- _PROBLEM TO WORK ON_:
Output a faithful copy of the entries, every picture removed.
○ ○ ○ ○ ○ ○ ○
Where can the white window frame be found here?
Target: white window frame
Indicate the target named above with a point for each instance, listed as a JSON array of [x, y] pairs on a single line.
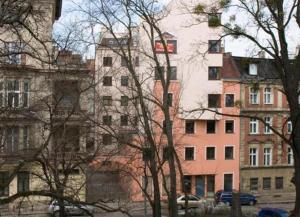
[[267, 130], [252, 69], [268, 96], [290, 156], [289, 127], [268, 156], [194, 147], [253, 126], [254, 96], [253, 154]]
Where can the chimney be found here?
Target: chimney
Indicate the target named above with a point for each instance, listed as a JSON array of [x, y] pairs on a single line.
[[262, 54]]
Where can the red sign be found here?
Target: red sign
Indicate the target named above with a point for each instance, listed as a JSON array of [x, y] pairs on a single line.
[[160, 48]]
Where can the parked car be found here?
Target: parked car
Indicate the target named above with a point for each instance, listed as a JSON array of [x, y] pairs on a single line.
[[193, 201], [272, 212], [70, 209], [226, 197]]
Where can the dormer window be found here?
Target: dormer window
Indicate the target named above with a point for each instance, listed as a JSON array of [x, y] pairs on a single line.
[[252, 69]]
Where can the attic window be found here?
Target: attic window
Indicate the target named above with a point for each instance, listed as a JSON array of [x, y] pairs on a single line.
[[252, 69]]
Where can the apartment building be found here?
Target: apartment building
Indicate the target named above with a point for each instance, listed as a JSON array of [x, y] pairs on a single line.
[[266, 162], [206, 143], [44, 107]]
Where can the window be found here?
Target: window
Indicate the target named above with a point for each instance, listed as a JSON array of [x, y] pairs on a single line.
[[279, 182], [266, 183], [267, 95], [173, 73], [290, 156], [147, 184], [214, 100], [187, 184], [107, 81], [253, 184], [124, 120], [253, 157], [124, 81], [229, 126], [189, 153], [23, 181], [228, 153], [253, 126], [107, 61], [267, 156], [66, 93], [189, 127], [123, 61], [228, 182], [14, 50], [4, 183], [106, 139], [252, 69], [107, 120], [289, 127], [214, 46], [268, 123], [165, 127], [210, 153], [210, 184], [229, 100], [170, 99], [214, 20], [171, 46], [211, 126], [214, 73], [12, 139], [107, 100], [13, 93], [124, 100], [254, 99], [159, 73], [26, 93]]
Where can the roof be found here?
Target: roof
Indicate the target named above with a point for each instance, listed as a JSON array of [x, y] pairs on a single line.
[[58, 6]]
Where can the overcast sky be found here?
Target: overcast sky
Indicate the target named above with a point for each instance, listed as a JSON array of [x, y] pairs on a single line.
[[237, 47]]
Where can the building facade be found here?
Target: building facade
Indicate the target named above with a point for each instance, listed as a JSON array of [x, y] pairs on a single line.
[[44, 108], [266, 161]]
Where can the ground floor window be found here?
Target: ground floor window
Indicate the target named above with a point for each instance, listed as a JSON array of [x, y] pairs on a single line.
[[23, 181], [228, 182], [253, 184], [279, 182]]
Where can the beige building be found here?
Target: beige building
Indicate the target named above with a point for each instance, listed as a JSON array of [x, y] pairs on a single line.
[[45, 106]]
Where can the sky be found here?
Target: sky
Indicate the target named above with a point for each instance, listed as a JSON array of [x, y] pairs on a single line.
[[237, 47]]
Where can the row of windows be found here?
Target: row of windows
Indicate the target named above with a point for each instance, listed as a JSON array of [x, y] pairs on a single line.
[[22, 182], [267, 156], [124, 120], [266, 183], [254, 125], [267, 93], [210, 126], [189, 153]]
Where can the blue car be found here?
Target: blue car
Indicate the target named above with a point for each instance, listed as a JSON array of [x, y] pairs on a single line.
[[272, 212], [226, 197]]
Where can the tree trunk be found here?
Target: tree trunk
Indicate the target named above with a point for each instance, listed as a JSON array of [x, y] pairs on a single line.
[[296, 211], [173, 209], [156, 209]]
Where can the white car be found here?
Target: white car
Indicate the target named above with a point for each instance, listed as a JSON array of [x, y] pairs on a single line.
[[193, 201], [70, 209]]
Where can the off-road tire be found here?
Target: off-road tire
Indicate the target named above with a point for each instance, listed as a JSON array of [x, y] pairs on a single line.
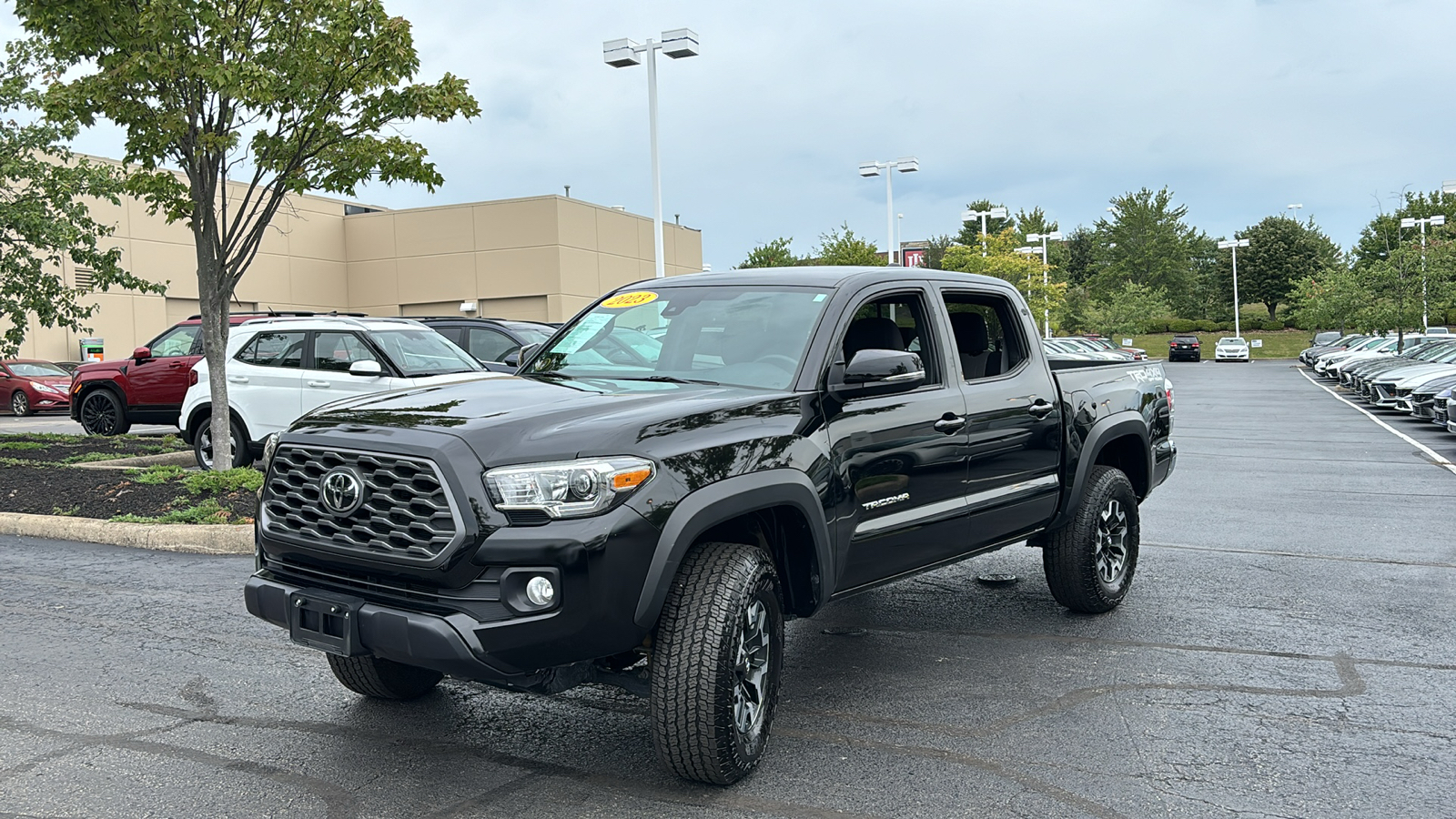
[[696, 669], [104, 414], [201, 440], [1070, 555], [383, 680]]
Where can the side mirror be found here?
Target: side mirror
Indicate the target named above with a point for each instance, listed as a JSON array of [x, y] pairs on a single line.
[[877, 372], [514, 359], [366, 369]]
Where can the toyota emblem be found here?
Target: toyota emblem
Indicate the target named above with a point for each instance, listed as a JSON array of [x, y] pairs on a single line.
[[341, 491]]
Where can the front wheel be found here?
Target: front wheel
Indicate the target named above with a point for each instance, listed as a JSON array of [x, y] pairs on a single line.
[[1089, 562], [717, 663], [383, 680], [203, 445], [102, 414]]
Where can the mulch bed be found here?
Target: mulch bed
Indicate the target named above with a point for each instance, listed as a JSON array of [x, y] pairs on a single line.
[[104, 493], [35, 481], [70, 450]]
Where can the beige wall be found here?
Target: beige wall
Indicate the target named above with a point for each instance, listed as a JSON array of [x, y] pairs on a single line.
[[539, 258]]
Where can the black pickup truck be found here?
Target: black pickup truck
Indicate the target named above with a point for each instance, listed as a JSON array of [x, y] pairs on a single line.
[[683, 467]]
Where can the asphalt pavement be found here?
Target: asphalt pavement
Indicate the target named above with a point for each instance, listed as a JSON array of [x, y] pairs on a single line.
[[1289, 649]]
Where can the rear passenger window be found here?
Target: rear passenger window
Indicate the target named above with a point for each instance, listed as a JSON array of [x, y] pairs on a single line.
[[337, 350], [987, 336], [273, 350], [893, 322]]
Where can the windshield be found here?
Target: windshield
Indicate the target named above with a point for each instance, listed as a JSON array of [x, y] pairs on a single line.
[[36, 370], [422, 353], [749, 336]]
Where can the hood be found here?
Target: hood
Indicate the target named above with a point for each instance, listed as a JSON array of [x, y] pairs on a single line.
[[516, 420]]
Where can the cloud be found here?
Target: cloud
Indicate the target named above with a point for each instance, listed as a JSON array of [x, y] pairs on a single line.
[[1241, 106]]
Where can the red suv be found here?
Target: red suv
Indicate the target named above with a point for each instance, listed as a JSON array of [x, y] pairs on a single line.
[[147, 388]]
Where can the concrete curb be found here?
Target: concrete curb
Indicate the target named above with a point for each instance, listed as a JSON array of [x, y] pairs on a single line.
[[211, 540], [184, 458]]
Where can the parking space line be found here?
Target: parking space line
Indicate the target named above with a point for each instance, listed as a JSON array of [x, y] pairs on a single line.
[[1434, 457]]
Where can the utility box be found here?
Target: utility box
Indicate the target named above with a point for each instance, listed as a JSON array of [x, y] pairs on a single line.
[[94, 349]]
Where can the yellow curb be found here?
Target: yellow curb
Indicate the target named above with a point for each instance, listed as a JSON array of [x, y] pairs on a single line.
[[210, 540]]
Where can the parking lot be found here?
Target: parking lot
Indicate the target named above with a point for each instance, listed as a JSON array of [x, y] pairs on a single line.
[[1289, 649]]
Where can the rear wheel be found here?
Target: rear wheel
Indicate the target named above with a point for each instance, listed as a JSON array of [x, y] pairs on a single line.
[[102, 414], [717, 663], [1089, 562], [383, 680]]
○ ○ ○ ○ ○ ○ ○
- _RESULT BELOW_:
Where can the white window frame be found here?
Target: white window frame
Indicate the target named above with a point for each instance, listed as a JSON array of [x, y] pairs on a single line.
[[267, 130], [252, 69], [268, 96], [290, 156], [289, 127], [268, 156], [194, 147], [253, 126], [254, 96], [253, 154]]
Where can the chimney be found here?
Target: chimney
Indicate the target named above with a point for each instance, listed as a JSON array of [x, y] pairs on a single line.
[[262, 54]]
Where can the red sign be found here?
Target: red sign
Indicate the target named above with a point for each instance, listed as a JSON array of [x, y] pairs on a single line.
[[160, 48]]
Where can the parked car be found here?
Target: parked car
Indicate the target named above with a point for each instance, listed as a JSON array of [x, y] pairs on a single line.
[[193, 201], [272, 212], [70, 209], [226, 197]]
Where can the dormer window be found here?
Target: dormer window
Indicate the target named above with a point for each instance, listed as a JSON array of [x, y] pairs on a single line.
[[252, 69]]
Where can the attic window be found here?
Target: attic window
Indicate the target named above with a point for each instance, listed as a JSON array of [x, y] pairs on a single line.
[[252, 69]]
Where can the apartment building be found here?
Target: apartment building
Indicate the target named above with a point for each instance, listed as a JSON array of [x, y] pairs on a single line.
[[266, 162], [206, 143], [44, 107]]
Where can the window be found here?
Target: window
Indicate the target named above with a point for each instance, listed as a JSON array of [x, y] pairs on a single line.
[[279, 182], [266, 183], [267, 95], [173, 73], [290, 156], [147, 184], [214, 100], [187, 184], [107, 81], [253, 184], [124, 120], [253, 157], [124, 81], [229, 126], [189, 153], [23, 181], [228, 153], [253, 126], [107, 61], [267, 156], [66, 93], [189, 127], [123, 61], [228, 182], [14, 50], [4, 183], [106, 139], [252, 69], [107, 120], [289, 127], [214, 46], [268, 123], [165, 127], [210, 153], [210, 184], [229, 100], [170, 99], [214, 20], [171, 46], [211, 126], [214, 73], [12, 139], [107, 100], [13, 93], [124, 100], [254, 99], [159, 73], [26, 93]]
Where can the roof be found here?
Target: roof
Indicate the target named above with a point for each instance, listed as a JSON array of [x, y] pairs on a single line.
[[58, 6]]
Where can the overcast sky be found here?
Target: overcast sky
Indicate the target named above with a point for each instance, listed as a JSON array of [x, y] pairs on a single line.
[[237, 47]]
Where can the building facade be found here?
Target: building facade
Indicate the target named above with a point for each instance, listed as a JSON array of [x, y] pairs on a single line.
[[44, 108], [266, 161]]
Where can the ground floor window be found here?
Target: ground floor window
Indicate the target named above with a point for each instance, listed as a JSON array of [x, y] pairs on a single line.
[[23, 181], [228, 182], [253, 184], [279, 182]]
Where can the beige building be found here?
Target: beige building
Indicate the target named above with a point for each instance, listed as a JSON array of [x, y] pairs on a single line.
[[45, 106]]
Where can the sky be found here?
Target: sky
Indicate the target named above with a point for each instance, listed as a JSON array of [x, y] pairs on a single line.
[[237, 47]]
Where can the row of windows be found here?
Target: row of windows
Indicate the target named above with a point for each instance, listed as a JSON array of [x, y] pairs on a single line.
[[22, 182], [267, 156], [124, 120], [266, 183], [254, 125], [267, 93], [210, 126], [189, 153]]
Where can the blue car be found here?
Target: blue car
Indicate the target named above with a point for each instance, listed as a JSON array of [x, y] pairs on a single line.
[[272, 212], [226, 197]]
Where can the tree trunk be found here?
Target: tree trunk
Indicate the target named above with a point for each instance, listed as a JSON array of [x, y] pairs on a single line.
[[296, 211], [173, 209], [156, 209]]
Where can the white car be found here?
Target: white car
Indicate the target named above with a point for each instance, listed as a JSON array of [x, y] pairs on a single line.
[[193, 201], [70, 209]]
Where can the off-road tire be found here?
Target: off-road tire
Indicate the target named above with a point for each instance, listed as a JSON array of [x, y] pairs on a single line.
[[696, 669], [104, 414], [201, 440], [1070, 555], [383, 680]]
Where can the side mirror be found here?
Target: side mirror
Indicate the target named above with a point for each instance, listed as a JSON array of [x, y] pairs on a single line.
[[877, 372], [514, 359], [366, 369]]
Where can the toyota emblem be found here?
Target: toyota emblem
Indicate the target named above with a point for each instance, listed as a JSON array of [x, y] pairs on a single line.
[[341, 491]]
Where can the front wheel be found here?
Target: front wheel
Indicate the target named above with a point for each instance, listed as a JSON array of [x, y] pairs on a single line.
[[1089, 562], [717, 663], [383, 680], [203, 445], [102, 414]]
Where can the mulch bed be found here?
Target: mulch bed
Indicate the target named above with a point for each instance, listed as a JSON array of [x, y] pairs on a single line.
[[104, 493], [35, 481], [70, 450]]
Where can the beige wall be found here?
Target: beige wall
Indicate the target named above with a point for each instance, listed as a JSON array of [x, y] pairs on a single line.
[[539, 258]]
Where can the black pickup truck be found here?
Target: black pickup truck
Indicate the target named above with a point for each instance, listed as a JSON array of [x, y] pairs on a single line.
[[683, 467]]
Where can the asphalt pavement be found here?
Target: asphalt pavement
Indicate the target named above with a point for each instance, listed as a JSON array of [x, y] pairs on a single line.
[[1289, 649]]
Where can the rear passenger window be found here?
Target: rear passenger window
Indicate the target named above with a point for each instance, listed as a JSON array of [x, y] pairs on a single line.
[[337, 350], [987, 336], [273, 350], [893, 322]]
Where can the windshield be found here?
Target: windshield
Indicate the target named above with a point for each instance, listed as a JSON array of [x, y] pairs on a single line.
[[36, 370], [422, 353], [749, 336]]
Where can the hood be found here?
Target: hood
Indicate the target named above with a point for each instance, listed as a JSON array of [x, y] pairs on a single line.
[[516, 420]]
Where can the cloud be found here?
Target: cloud
Indicate the target named above with a point for each instance, listed as a JSON array of [x, y] pairs on a single line.
[[1241, 106]]
Where can the red suv be found here?
Target: red suv
Indicate the target named above with a point for each instance, listed as a JSON array of [x, y] pairs on a single line.
[[147, 388]]
Where can the concrete curb be found here?
Target: concrete curb
Indicate the target named above with a point for each instance, listed as a JSON array of [x, y] pairs on a single line.
[[211, 540], [184, 458]]
Where can the parking space line be found here?
Target: parking space line
Indicate the target named above with a point for each instance, listed as a JSON array of [x, y] pairs on a single line.
[[1434, 457]]
Where can the utility box be found here?
Target: utility box
Indicate the target named above with a point for each instance, listed as a JSON array of [x, y] pairs on a single line.
[[94, 349]]
Where can the yellow curb be found here?
Target: yellow curb
Indicate the target named above with a point for each instance, listed as a JSON array of [x, y] pairs on a single line.
[[210, 540]]
Where can the parking lot be found here?
Target: parking lot
Indicate the target named above with a point for each instance, listed as a JSON array of [x, y] pairs on a single line.
[[1289, 649]]
Where can the rear wheel be found here?
Target: rear wheel
Indicate the target named above with a point for each instance, listed as a JSON array of [x, y] pairs on a single line.
[[102, 414], [717, 663], [1089, 562], [383, 680]]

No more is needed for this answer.